### EXERCÍCIOS
- A) Segundo o texto sobre ecolalia, quanto tempo depois de ouvir as palavras ou frases pode ocorrer a repetição tardia?
- B) Dê continuidade ao texto sobre ecolalia, começando logo após o último item apresentado.

### TEXTO APRESENTADO
________________________________________

A ecolalia é a repetição de palavras ou frases ouvidas anteriormente. Essa repetição pode ocorrer de forma imediata (logo após ouvir) ou tardia (horas, dias ou até semanas depois).
No caso dos adultos autistas com nível 1, a ecolalia tende a se manifestar de forma mais funcional e discreta, como frases decoradas de filmes, músicas ou interações sociais, usadas estrategicamente para manter uma conversa, expressar emoções ou preencher silêncios.
Ecolalia no adulto autista: como se manifesta?
•Repetição de frases de filmes, séries ou músicas, usadas como forma de expressão emocional ou para iniciar diálogos.
•Uso de expressões fixas ao invés de respostas espontâneas, especialmente em situações sociais desafiadoras.
•Repetições internas (mentais ou murmuradas) como forma de organização do pensamento ou autorregulação.
•Ecolalia com função comunicativa, como pedir ajuda, expressar sentimentos ou dar respostas indiretas.
•Autodirigida — usada para manter foco, acalmar-se ou organizar tarefas mentalmente (ex: repetir instruções enquanto executa uma atividade).
Por que a ecolalia pode continuar na vida adulta?
• Persistência de estratégias eficazes de comunicação, desenvolvidas na infância.
•Necessidade de organização do pensamento verbal, como apoio para processos cognitivos e memória.
•Dificuldades sociais ou linguísticas sutis, que fazem da ecolalia uma ferramenta para se manter em interações.
•Zona de conforto comunicativo, onde a repetição de frases familiares traz segurança em ambientes imprevisíveis.

________________________________________

### DADOS
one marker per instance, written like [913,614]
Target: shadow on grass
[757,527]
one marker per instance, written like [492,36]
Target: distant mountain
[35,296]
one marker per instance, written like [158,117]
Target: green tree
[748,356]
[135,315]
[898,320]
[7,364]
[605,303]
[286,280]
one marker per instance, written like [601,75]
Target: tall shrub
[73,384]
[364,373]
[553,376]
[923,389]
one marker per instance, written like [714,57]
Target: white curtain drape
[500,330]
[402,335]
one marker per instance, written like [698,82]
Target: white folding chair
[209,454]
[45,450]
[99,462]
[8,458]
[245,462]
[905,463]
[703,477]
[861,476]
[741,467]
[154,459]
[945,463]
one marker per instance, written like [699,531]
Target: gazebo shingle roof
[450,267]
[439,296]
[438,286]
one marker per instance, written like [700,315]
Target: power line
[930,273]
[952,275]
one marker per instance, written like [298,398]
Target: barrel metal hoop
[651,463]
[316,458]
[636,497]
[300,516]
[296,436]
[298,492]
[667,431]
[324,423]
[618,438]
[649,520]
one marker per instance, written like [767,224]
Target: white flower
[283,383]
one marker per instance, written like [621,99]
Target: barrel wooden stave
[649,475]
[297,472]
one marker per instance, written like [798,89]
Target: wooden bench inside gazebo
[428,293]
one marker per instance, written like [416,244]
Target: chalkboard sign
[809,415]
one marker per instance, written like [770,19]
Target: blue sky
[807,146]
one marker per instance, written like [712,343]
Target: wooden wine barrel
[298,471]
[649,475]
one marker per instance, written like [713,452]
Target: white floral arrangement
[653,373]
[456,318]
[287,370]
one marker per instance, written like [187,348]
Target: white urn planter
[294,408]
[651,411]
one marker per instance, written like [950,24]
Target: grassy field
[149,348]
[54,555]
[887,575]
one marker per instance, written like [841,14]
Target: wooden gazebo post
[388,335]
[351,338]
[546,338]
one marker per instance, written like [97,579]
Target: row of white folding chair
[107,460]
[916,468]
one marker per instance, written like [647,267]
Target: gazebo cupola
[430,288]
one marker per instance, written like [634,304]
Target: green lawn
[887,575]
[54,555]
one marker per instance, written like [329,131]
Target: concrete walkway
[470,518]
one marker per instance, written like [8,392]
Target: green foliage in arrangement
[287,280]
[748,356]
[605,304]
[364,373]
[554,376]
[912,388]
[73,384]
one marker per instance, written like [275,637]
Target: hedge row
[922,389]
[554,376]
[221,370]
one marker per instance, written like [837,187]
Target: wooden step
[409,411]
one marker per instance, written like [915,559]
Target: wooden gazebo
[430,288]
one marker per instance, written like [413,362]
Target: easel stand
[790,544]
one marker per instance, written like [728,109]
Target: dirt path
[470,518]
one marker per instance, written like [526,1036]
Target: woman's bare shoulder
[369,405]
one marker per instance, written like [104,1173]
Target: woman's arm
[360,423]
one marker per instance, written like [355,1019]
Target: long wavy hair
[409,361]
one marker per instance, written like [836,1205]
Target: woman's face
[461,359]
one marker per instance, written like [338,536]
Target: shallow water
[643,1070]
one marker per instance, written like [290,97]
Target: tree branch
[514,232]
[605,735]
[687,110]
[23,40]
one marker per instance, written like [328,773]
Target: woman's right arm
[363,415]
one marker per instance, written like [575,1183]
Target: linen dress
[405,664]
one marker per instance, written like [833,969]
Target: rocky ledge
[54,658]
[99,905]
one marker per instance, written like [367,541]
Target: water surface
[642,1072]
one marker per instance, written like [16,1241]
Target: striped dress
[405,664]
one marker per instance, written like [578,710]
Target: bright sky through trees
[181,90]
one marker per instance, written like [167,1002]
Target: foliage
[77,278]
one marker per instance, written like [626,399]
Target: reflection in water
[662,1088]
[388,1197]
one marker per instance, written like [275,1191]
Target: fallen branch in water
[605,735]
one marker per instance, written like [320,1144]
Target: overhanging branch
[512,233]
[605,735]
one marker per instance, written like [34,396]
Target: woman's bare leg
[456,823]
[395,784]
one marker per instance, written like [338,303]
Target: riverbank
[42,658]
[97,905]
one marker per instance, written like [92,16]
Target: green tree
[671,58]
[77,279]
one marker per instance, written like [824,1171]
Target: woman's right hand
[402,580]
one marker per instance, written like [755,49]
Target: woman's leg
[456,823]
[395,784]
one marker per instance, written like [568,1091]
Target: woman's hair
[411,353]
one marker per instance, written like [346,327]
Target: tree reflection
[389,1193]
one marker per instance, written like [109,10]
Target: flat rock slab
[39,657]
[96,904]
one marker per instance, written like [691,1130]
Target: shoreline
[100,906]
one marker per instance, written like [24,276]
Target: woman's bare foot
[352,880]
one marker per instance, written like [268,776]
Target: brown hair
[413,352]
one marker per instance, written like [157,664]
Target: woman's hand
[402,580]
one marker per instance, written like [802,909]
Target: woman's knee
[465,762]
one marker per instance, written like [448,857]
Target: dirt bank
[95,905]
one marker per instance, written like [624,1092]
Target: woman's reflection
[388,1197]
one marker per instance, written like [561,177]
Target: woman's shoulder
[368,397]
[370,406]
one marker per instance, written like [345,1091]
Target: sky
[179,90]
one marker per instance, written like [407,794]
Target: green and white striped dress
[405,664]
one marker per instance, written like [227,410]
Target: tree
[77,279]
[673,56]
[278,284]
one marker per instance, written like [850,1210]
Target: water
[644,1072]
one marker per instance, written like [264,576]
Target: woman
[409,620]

________________________________________

### RESPOSTAS
- A) Horas, dias ou até semanas depois.

- B)
Quando se preocupar?
A ecolalia não deve ser eliminada, mas observada com atenção. Ela merece cuidado especial se:
•Interfere significativamente na funcionalidade da pessoa;
•Causa prejuízos em interações sociais importantes (trabalho, estudo, vida afetiva);
•Gera sofrimento por parte do autista ou de seus interlocutores.
O que fazer: estratégias práticas
1.Entenda o propósito da repetição: muitas vezes, a frase repetida tem sentido interno, emocional ou contextual. Pergunte ou reflita: “O que ele(a) quis dizer com isso?”
2.Reforce a comunicação funcional: incentive que a pessoa complemente a frase ecolálica com sinais pessoais, gestos ou respostas diretas.
3.Use perguntas abertas: ao invés de “Por que você está dizendo isso?”, experimente “O que você quer me dizer com isso?”.
4.Evite corrigir ou podar: a ecolalia pode ser uma estratégia de conforto. Redirecionar suavemente é mais eficaz do que bloquear.
5.Incentive o uso criativo de frases ecolálicas: valide a fala e ensine como ela pode ser adaptada para a situação.
6.Estimule a escuta ativa: mostre como ouvir e responder de forma contextual pode ajudar na interação.
7.Utilize roteiros sociais e ensaios de conversa: isso ajuda o adulto autista a desenvolver alternativas à ecolalia em situações sociais.
8.Procure apoio fonoaudiológico: mesmo na vida adulta, o trabalho com um(a) fonoaudiólogo(a) pode ser fundamental.
9.Valide a identidade da pessoa: para muitos autistas, a ecolalia faz parte de quem são. O respeito é o primeiro passo para qualquer intervenção.
10.Use tecnologia a favor: aplicativos de treino de fala, vídeos com modelagem social e CAA adaptada podem ser recursos importantes.
Conclusão
A ecolalia em adultos autistas nível 1 de suporte não é um “sintoma a ser eliminado”, mas sim um traço que pode indicar caminhos de comunicação, autorregulação e expressão. Ao compreendermos o porquê dessa repetição e oferecermos suporte adequado, promovemos não apenas melhor comunicação, mas também respeito à singularidade da pessoa autista. Ao invés de rotular, que tal ouvir de verdade?
Referências bibliográficas:
•AMERICAN PSYCHIATRIC ASSOCIATION. DSM-5 – Manual Diagnóstico e Estatístico de Transtornos Mentais.
•PRIZANT, Barry M. Unwritten Rules of Social Relationships.
•GARCIA-WINNER, Michelle. Thinking About You, Thinking About Me.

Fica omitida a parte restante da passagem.